STATED EXERCISE –
Rewrite the lines below as a numbered list, dropping any blank lines, and leave the pictures out of your answer.

Labeled object pointing entries –

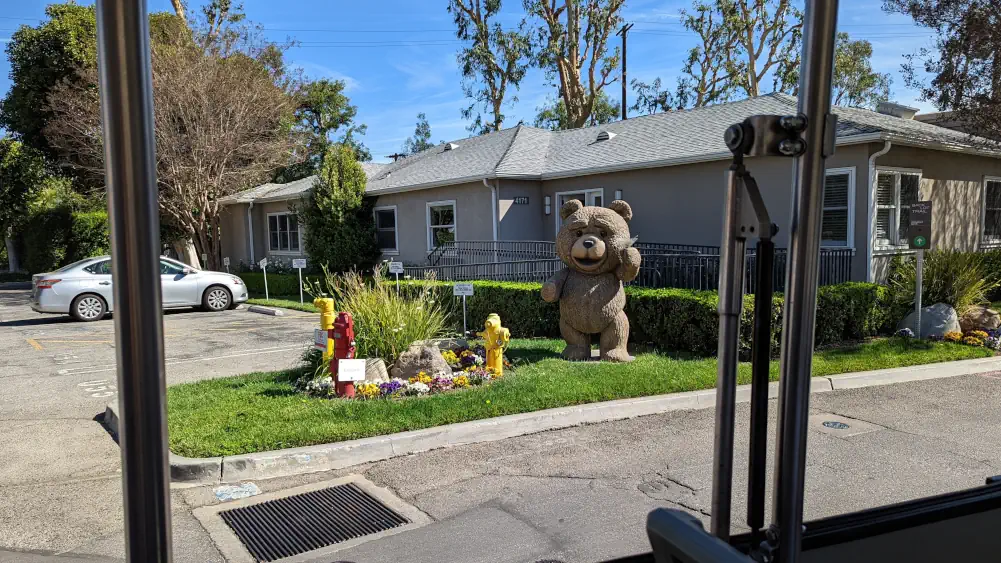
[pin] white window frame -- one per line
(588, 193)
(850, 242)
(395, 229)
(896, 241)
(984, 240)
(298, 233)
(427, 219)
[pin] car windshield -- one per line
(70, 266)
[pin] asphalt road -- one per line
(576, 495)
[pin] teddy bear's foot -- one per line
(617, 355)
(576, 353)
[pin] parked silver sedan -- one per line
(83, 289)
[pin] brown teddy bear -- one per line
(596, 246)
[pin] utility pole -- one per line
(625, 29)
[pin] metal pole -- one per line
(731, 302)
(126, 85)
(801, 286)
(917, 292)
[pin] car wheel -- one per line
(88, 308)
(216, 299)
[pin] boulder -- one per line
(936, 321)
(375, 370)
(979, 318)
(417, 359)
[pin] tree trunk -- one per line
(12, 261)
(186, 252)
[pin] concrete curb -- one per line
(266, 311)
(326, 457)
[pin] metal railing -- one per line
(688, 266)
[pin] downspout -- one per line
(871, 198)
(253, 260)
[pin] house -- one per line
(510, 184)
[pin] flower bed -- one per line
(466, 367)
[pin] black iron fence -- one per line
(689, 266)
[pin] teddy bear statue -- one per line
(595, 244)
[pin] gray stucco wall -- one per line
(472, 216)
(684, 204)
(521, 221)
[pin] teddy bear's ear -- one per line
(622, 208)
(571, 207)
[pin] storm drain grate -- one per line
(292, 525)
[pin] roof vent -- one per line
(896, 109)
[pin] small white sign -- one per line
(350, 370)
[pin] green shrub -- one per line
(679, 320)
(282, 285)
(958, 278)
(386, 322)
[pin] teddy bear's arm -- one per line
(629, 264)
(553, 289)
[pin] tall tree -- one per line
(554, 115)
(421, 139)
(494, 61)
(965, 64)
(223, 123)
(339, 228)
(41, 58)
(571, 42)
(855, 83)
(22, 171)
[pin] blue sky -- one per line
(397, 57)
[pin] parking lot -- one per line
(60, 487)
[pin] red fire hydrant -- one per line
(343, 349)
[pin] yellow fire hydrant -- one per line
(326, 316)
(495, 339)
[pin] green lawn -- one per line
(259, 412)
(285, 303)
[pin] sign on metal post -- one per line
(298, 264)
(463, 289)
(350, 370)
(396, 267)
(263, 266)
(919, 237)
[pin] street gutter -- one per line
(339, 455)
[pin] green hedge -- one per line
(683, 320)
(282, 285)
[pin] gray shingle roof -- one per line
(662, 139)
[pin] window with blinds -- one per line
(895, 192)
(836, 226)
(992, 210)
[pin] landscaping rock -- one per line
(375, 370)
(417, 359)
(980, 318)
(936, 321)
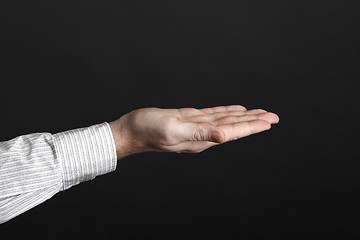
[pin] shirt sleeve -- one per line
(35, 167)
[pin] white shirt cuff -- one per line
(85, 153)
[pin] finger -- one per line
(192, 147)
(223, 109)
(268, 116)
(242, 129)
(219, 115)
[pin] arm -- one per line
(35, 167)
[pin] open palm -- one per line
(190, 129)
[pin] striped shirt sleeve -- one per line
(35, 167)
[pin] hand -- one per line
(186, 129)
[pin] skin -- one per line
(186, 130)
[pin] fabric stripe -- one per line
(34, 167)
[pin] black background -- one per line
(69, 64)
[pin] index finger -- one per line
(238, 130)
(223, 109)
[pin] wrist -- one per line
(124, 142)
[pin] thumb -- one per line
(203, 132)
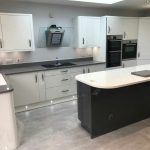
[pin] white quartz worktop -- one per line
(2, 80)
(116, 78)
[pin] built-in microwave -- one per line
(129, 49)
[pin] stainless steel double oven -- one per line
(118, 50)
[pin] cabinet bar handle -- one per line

OUTPUT FOR THIS EXERCISE –
1. [pin] white window frame -- one per line
2. (588, 193)
3. (850, 242)
4. (395, 229)
5. (896, 241)
6. (984, 240)
7. (298, 233)
8. (427, 219)
9. [pin] car windshield -- one per line
10. (70, 266)
11. [pin] asphalt road -- one per line
12. (576, 495)
13. [pin] teddy bear's foot -- one per line
14. (617, 355)
15. (576, 353)
16. [pin] parked silver sedan -- one per line
17. (83, 289)
18. [pin] brown teddy bear -- one per line
19. (596, 246)
20. [pin] utility pole -- one per line
21. (625, 29)
22. [pin] metal pole -- one per line
23. (731, 302)
24. (126, 85)
25. (801, 286)
26. (917, 292)
27. [pin] car wheel -- one per line
28. (88, 308)
29. (216, 299)
30. [pin] boulder -- one per line
31. (936, 321)
32. (375, 370)
33. (979, 318)
34. (417, 359)
35. [pin] tree trunk -- one per line
36. (12, 261)
37. (186, 252)
38. [pin] concrete curb -- one per line
39. (266, 311)
40. (326, 457)
41. [pin] metal railing -- one per line
42. (688, 266)
43. [pin] downspout -- one per line
44. (871, 198)
45. (253, 260)
46. [pin] house -- one per line
47. (510, 184)
48. [pin] flower bed -- one per line
49. (466, 367)
50. [pin] black iron fence -- one per line
51. (689, 266)
52. [pin] teddy bear statue -- one per line
53. (595, 244)
54. [pin] gray stucco wall -- one per line
55. (472, 216)
56. (684, 204)
57. (521, 221)
58. [pin] teddy bear's ear -- one per line
59. (622, 208)
60. (571, 207)
61. [pin] storm drain grate -- one per line
62. (292, 525)
63. [pin] roof vent -- one per line
64. (896, 109)
65. [pin] small white sign -- one per line
66. (350, 370)
67. [pin] green shrub -- one per line
68. (679, 320)
69. (282, 285)
70. (958, 278)
71. (386, 322)
72. [pin] teddy bear's arm -- one per line
73. (629, 264)
74. (553, 289)
75. [pin] tall tree -- one per line
76. (554, 115)
77. (421, 139)
78. (494, 61)
79. (965, 64)
80. (223, 123)
81. (339, 228)
82. (41, 58)
83. (571, 42)
84. (855, 83)
85. (22, 171)
86. [pin] blue sky -- one per line
87. (397, 57)
88. [pin] parking lot -- one per line
89. (60, 487)
90. [pin] red fire hydrant -- one per line
91. (343, 349)
92. [pin] yellow fire hydrant -- one per line
93. (326, 316)
94. (495, 339)
95. [pin] green lawn -- one per line
96. (259, 412)
97. (285, 303)
98. [pin] sign on metal post -- one per line
99. (298, 264)
100. (463, 289)
101. (350, 370)
102. (396, 267)
103. (263, 266)
104. (919, 237)
105. [pin] street gutter -- one per line
106. (339, 455)
107. [pin] green hedge -- one per line
108. (683, 320)
109. (282, 285)
110. [pin] gray shingle roof -- one per line
111. (662, 139)
112. [pin] window with blinds -- one per line
113. (895, 192)
114. (836, 226)
115. (992, 210)
116. [pin] landscaping rock -- one per line
117. (375, 370)
118. (417, 359)
119. (980, 318)
120. (936, 321)
121. [pin] shirt sleeve -- one per line
122. (35, 167)
123. [pin] white shirt cuff -- one per line
124. (85, 153)
125. [pin] finger -- one per line
126. (192, 147)
127. (223, 109)
128. (268, 116)
129. (242, 129)
130. (219, 115)
131. [pin] arm -- one per line
132. (35, 167)
133. [pin] open palm -- one per line
134. (190, 129)
135. [pin] striped shirt sleeve -- one per line
136. (35, 167)
137. [pin] hand -- one per line
138. (186, 129)
139. [pin] skin -- one per line
140. (186, 130)
141. [pin] fabric stripe -- one per line
142. (34, 167)
143. [pin] black background -- one per line
144. (69, 64)
145. [pin] index finger -- one per line
146. (238, 130)
147. (223, 109)
148. [pin] wrist -- one per line
149. (124, 142)
150. [pin] thumb -- one per line
151. (203, 132)
152. [pin] white quartz worktop -- one per line
153. (2, 80)
154. (116, 78)
155. [pin] built-in microwave -- one per line
156. (129, 49)
157. [pin] stainless steel double oven -- one per line
158. (118, 50)
159. [pin] cabinet bar handle -- one per line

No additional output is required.